## [Required work]
Your task is to reproduce the material exactly.

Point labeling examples
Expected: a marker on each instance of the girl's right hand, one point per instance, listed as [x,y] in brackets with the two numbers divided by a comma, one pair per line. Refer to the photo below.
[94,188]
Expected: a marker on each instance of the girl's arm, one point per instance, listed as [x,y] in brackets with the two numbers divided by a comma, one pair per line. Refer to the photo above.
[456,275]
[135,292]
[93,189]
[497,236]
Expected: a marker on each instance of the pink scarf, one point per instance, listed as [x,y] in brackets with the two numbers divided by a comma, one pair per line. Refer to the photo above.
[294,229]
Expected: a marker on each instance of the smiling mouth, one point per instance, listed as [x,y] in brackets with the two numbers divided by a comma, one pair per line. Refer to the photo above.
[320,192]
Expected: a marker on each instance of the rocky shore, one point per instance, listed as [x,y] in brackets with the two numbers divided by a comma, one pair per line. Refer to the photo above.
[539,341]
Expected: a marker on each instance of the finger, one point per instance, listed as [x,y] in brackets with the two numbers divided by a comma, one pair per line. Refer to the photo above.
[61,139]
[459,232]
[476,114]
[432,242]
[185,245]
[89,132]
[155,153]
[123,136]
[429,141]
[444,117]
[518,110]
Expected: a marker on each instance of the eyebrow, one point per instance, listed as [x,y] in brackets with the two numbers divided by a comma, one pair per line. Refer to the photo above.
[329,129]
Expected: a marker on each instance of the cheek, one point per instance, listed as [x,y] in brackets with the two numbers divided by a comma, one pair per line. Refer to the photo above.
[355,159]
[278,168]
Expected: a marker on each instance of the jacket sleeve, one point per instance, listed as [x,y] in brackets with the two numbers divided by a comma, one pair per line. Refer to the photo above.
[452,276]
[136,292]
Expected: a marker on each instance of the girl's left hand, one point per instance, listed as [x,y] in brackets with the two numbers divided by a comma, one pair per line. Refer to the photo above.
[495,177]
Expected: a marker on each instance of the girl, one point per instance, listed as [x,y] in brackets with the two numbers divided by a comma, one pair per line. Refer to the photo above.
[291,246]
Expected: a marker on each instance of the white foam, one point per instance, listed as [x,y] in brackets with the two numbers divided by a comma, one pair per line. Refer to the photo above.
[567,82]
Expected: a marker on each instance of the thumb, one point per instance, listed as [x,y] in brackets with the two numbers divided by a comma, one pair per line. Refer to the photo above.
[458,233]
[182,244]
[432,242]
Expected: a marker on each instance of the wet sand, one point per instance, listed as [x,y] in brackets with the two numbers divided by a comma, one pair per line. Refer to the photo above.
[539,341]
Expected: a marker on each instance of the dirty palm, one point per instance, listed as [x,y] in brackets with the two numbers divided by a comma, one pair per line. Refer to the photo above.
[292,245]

## [Solution for this problem]
Expected: a marker on each instance of the girl's right hand, one point per instance, listed as [x,y] in brackets with the two numbers divided by a comma, one pair per line. Refer to the photo below.
[94,188]
Expected: a marker on each instance of the girl's arm, one point per instance, listed as [x,y] in brackets with the two numbers divided by a comma, one pair per line. Refer to the photo above.
[456,275]
[135,292]
[93,189]
[497,236]
Expected: a marker on each instance of the pink scarf, one point per instance, listed as [x,y] in brackets with the two numbers divided by a comma, one pair per line. Refer to the photo above.
[294,229]
Expected: a marker on each instance of the smiling mouth, one point per instance, listed as [x,y] in brackets with the two numbers divided by a comma, one pair per line. Refer to the photo above.
[320,192]
Expected: a marker on each instance of the rocky shore, one point per instance, listed as [x,y] in brackets with the two numbers divided by a comma, one pair per line. Refer to the photo above.
[539,341]
Expected: a marker on each instance of the finger, one point per instance, listed as [x,y] in brackets with the two numbers divided by a comma, one pair per line. Refer to the photo above.
[61,139]
[459,232]
[476,114]
[432,242]
[185,245]
[89,132]
[155,153]
[123,136]
[429,141]
[444,117]
[518,110]
Expected: a marker on each instance of the eyebrow, one point per instance, listed as [x,y] in brackets with the two numbers divided by a comma, one pair per line. Refer to the photo above.
[329,129]
Expected: a marker on each instance of the cheek, one point per instance, listed as [x,y] in brackets with the two numbers divided by a comma, one pair per line. Refer to the photo above.
[355,159]
[278,168]
Expected: a marker on each instance of the jacket sleeve, one point per instance, listed as [x,y] in brackets with the two numbers divided by a comma, one pair per line. Refer to the photo above.
[452,276]
[136,292]
Expected: a marker on each instance of the girl's left hand, one point per instance, listed as [x,y] in brackets with the two numbers divided by a comma, one pair per line. Refer to the photo above.
[495,177]
Expected: a marker on each instance of the girl, one point per instance, listed as [x,y] in brackets with the two numbers divided by a comma, one pair per line. Refer to the photo above.
[291,246]
Expected: a marker on each instance of the white foam, one point per instance, listed as [x,y] in brackets with the two numbers divided by a comma, one pair per line. Refer to the photo above.
[567,82]
Expected: a marker on each instance of the thumb, one point per instance, listed as [x,y] in brackets with the two numbers divided by a comma, one pair per line. Refer to the photo above.
[458,233]
[182,244]
[432,242]
Expected: a marker on each instance of the wet sand, one point per instance, listed as [x,y] in brackets with the two numbers divided by a comma, one pair per line. Refer to the photo above.
[539,341]
Expected: a marker on each instance of the dirty palm, one point per instance, listed as [x,y] in brackets with the two numbers divided by a comma, one pair per line. Refer to the photo above.
[292,245]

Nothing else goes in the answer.